• TASK BRIEF:
Rescale the data below from the line that contains "Can you find the church" through the end of the data, giving only those lines again with the requests included. Multiply every coordinate in the answers by 1.1 and round to whole numbers, with halves rounding up.
☆ ☆ ☆ ☆
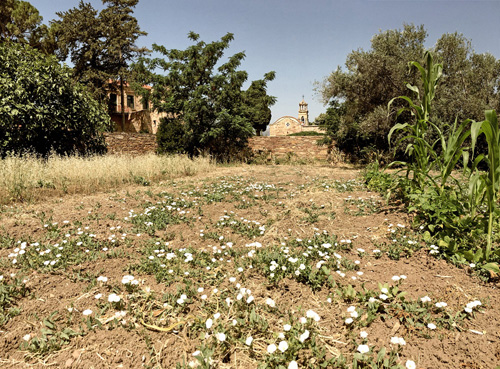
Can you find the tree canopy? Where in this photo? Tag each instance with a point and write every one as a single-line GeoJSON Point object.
{"type": "Point", "coordinates": [101, 45]}
{"type": "Point", "coordinates": [207, 109]}
{"type": "Point", "coordinates": [42, 110]}
{"type": "Point", "coordinates": [372, 78]}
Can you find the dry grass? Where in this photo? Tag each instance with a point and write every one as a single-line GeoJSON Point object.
{"type": "Point", "coordinates": [26, 179]}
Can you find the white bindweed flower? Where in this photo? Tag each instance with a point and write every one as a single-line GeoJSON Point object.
{"type": "Point", "coordinates": [425, 299]}
{"type": "Point", "coordinates": [410, 364]}
{"type": "Point", "coordinates": [363, 349]}
{"type": "Point", "coordinates": [270, 302]}
{"type": "Point", "coordinates": [271, 348]}
{"type": "Point", "coordinates": [221, 336]}
{"type": "Point", "coordinates": [283, 346]}
{"type": "Point", "coordinates": [304, 336]}
{"type": "Point", "coordinates": [313, 315]}
{"type": "Point", "coordinates": [113, 298]}
{"type": "Point", "coordinates": [209, 323]}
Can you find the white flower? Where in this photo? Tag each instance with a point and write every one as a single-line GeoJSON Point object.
{"type": "Point", "coordinates": [313, 315]}
{"type": "Point", "coordinates": [221, 336]}
{"type": "Point", "coordinates": [304, 336]}
{"type": "Point", "coordinates": [425, 299]}
{"type": "Point", "coordinates": [283, 346]}
{"type": "Point", "coordinates": [127, 279]}
{"type": "Point", "coordinates": [363, 349]}
{"type": "Point", "coordinates": [270, 302]}
{"type": "Point", "coordinates": [271, 348]}
{"type": "Point", "coordinates": [209, 323]}
{"type": "Point", "coordinates": [410, 364]}
{"type": "Point", "coordinates": [113, 298]}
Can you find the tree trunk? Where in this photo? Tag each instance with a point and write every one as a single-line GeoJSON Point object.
{"type": "Point", "coordinates": [123, 103]}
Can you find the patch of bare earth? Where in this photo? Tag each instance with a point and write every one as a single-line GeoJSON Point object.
{"type": "Point", "coordinates": [474, 343]}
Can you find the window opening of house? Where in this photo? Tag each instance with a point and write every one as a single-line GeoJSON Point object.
{"type": "Point", "coordinates": [130, 101]}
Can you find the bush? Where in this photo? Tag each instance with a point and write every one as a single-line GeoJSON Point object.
{"type": "Point", "coordinates": [42, 110]}
{"type": "Point", "coordinates": [171, 137]}
{"type": "Point", "coordinates": [306, 134]}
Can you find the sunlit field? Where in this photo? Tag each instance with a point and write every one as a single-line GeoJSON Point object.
{"type": "Point", "coordinates": [28, 178]}
{"type": "Point", "coordinates": [241, 267]}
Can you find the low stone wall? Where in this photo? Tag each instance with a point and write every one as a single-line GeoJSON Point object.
{"type": "Point", "coordinates": [302, 147]}
{"type": "Point", "coordinates": [130, 143]}
{"type": "Point", "coordinates": [280, 146]}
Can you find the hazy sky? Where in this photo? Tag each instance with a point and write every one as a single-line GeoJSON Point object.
{"type": "Point", "coordinates": [303, 41]}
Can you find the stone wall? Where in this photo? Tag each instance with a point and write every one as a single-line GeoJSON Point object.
{"type": "Point", "coordinates": [130, 143]}
{"type": "Point", "coordinates": [303, 146]}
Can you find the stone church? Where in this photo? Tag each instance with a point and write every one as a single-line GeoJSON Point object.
{"type": "Point", "coordinates": [287, 125]}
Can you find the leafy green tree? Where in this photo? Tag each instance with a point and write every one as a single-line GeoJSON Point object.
{"type": "Point", "coordinates": [42, 110]}
{"type": "Point", "coordinates": [469, 86]}
{"type": "Point", "coordinates": [101, 45]}
{"type": "Point", "coordinates": [371, 79]}
{"type": "Point", "coordinates": [258, 103]}
{"type": "Point", "coordinates": [205, 104]}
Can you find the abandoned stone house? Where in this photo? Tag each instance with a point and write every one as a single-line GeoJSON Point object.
{"type": "Point", "coordinates": [138, 117]}
{"type": "Point", "coordinates": [287, 125]}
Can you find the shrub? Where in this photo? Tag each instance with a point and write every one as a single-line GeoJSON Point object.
{"type": "Point", "coordinates": [42, 110]}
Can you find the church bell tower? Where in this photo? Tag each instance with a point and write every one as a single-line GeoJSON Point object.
{"type": "Point", "coordinates": [303, 113]}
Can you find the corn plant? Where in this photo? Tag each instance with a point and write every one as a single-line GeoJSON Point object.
{"type": "Point", "coordinates": [486, 185]}
{"type": "Point", "coordinates": [420, 151]}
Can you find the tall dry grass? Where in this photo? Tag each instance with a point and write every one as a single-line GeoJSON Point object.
{"type": "Point", "coordinates": [28, 178]}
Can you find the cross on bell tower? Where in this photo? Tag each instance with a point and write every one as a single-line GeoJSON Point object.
{"type": "Point", "coordinates": [303, 112]}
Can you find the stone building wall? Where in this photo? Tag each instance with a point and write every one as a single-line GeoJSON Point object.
{"type": "Point", "coordinates": [280, 146]}
{"type": "Point", "coordinates": [130, 143]}
{"type": "Point", "coordinates": [303, 147]}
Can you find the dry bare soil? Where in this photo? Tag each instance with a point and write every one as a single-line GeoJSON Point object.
{"type": "Point", "coordinates": [267, 252]}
☆ ☆ ☆ ☆
• FULL OUTPUT:
Can you find the church bell tower? Where in this photo? Tag each instance with a point and write every one as a single-line GeoJSON Point object.
{"type": "Point", "coordinates": [333, 124]}
Can you find the corn plant? Where in this photo? Tag each instance with a point and write every one as a single-line GeoJSON Point object.
{"type": "Point", "coordinates": [535, 204]}
{"type": "Point", "coordinates": [462, 166]}
Can you find the tall dry grass? Where in this photo? Tag each instance with a point and write every one as a single-line GeoJSON Point object.
{"type": "Point", "coordinates": [31, 196]}
Can you find the cross on bell tower? Where in this photo? Tag each instance with a point and write every one as a single-line GeoJSON Point object.
{"type": "Point", "coordinates": [333, 123]}
Can you find the stone building wall? Where in this photo? Tag each instance with a point and write every one as a single-line GeoJSON Point object.
{"type": "Point", "coordinates": [308, 161]}
{"type": "Point", "coordinates": [143, 157]}
{"type": "Point", "coordinates": [333, 162]}
Can you find the dry bare soil? Where in this photo? Tag each instance with a point and write every one as a single-line GeoJSON Point object.
{"type": "Point", "coordinates": [294, 277]}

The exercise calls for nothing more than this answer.